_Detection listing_
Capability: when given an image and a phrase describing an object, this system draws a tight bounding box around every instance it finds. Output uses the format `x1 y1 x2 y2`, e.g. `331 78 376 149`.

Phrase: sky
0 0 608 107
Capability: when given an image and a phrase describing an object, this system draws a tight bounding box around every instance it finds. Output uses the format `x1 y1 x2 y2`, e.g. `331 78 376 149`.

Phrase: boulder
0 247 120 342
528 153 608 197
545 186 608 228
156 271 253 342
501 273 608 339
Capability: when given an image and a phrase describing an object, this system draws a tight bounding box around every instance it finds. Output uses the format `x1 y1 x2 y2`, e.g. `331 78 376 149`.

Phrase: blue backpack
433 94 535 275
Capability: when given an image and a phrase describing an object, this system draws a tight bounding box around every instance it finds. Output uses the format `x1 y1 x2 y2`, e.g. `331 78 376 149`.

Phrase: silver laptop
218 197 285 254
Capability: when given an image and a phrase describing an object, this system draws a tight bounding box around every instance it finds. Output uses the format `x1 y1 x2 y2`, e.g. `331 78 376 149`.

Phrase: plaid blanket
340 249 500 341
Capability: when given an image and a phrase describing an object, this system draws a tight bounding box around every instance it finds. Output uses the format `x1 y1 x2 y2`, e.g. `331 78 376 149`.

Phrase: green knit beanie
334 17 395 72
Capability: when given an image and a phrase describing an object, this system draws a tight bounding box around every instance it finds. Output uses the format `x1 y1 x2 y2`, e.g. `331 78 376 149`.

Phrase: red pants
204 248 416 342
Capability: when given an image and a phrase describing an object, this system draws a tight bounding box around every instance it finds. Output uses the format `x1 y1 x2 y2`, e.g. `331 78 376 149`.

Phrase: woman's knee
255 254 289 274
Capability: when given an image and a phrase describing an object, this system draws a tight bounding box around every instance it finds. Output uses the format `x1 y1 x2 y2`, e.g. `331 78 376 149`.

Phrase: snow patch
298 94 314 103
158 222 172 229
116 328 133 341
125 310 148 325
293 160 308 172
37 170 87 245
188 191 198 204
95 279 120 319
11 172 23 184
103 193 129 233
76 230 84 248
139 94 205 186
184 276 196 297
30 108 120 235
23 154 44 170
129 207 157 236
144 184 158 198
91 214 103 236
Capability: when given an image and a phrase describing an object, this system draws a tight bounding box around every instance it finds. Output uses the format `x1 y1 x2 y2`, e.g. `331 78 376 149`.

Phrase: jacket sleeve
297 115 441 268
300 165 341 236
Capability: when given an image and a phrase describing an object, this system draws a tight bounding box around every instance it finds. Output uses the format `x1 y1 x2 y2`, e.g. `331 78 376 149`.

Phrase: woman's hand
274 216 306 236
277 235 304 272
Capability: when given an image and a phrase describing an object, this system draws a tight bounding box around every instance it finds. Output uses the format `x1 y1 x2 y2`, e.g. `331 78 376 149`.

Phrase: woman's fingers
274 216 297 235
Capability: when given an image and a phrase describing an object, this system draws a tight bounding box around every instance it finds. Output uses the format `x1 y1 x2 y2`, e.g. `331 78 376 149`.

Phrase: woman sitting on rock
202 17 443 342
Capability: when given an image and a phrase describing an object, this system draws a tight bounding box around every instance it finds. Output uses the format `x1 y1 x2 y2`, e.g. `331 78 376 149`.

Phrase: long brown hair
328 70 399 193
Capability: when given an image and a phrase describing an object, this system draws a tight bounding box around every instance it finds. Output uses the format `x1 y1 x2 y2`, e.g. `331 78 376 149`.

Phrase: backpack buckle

_Problem requirements_
Please rewrite the listing above from its start through the line holding "340 249 500 341", inclusive, keeping every other line unchanged, including the sample numbers in the format line. Multiply each bounding-box coordinate in the answers by 1.7 and round to a whole number, with halves rounding up.

_Written answer_
Capability: when given an image and a phrase describing an object, this system draws a tight bounding box around every instance it finds. Output uses the format `x1 y1 x2 y2`, e.g. `331 78 376 149`.

Phrase: sky
0 0 1034 182
Capability: when given an image and a phrase describing an object, this system draws a tight bounding box around every instance it finds. Output uses the format `x1 y1 x2 y2`, e.g. `331 78 376 149`.

Phrase: boulder
0 420 204 581
898 260 1034 335
927 316 1034 388
265 461 430 581
852 464 1034 576
Capability: when given an image and a phrase describing an object, this system draws a tight bounding box around every instance it finds. Output uses the format `x1 y1 x2 y2`, e.g. `331 78 376 149`.

Phrase: blue backpack
736 160 910 468
Capability: when given an image and a phrase describing an object, this system draws a tight bounding box around every instance it finds. Output uses the format `x1 y1 x2 y2`, e.g. `331 78 376 149`.

Phrase: silver laptop
371 335 485 432
Capability: when given an image and a phrase describing an object, this system draws a tight bounding box around every instance it finds. Output uses the format `x1 y1 x2 y2`, e.g. `331 78 376 149`.

Phrase: plaid blanket
578 423 850 580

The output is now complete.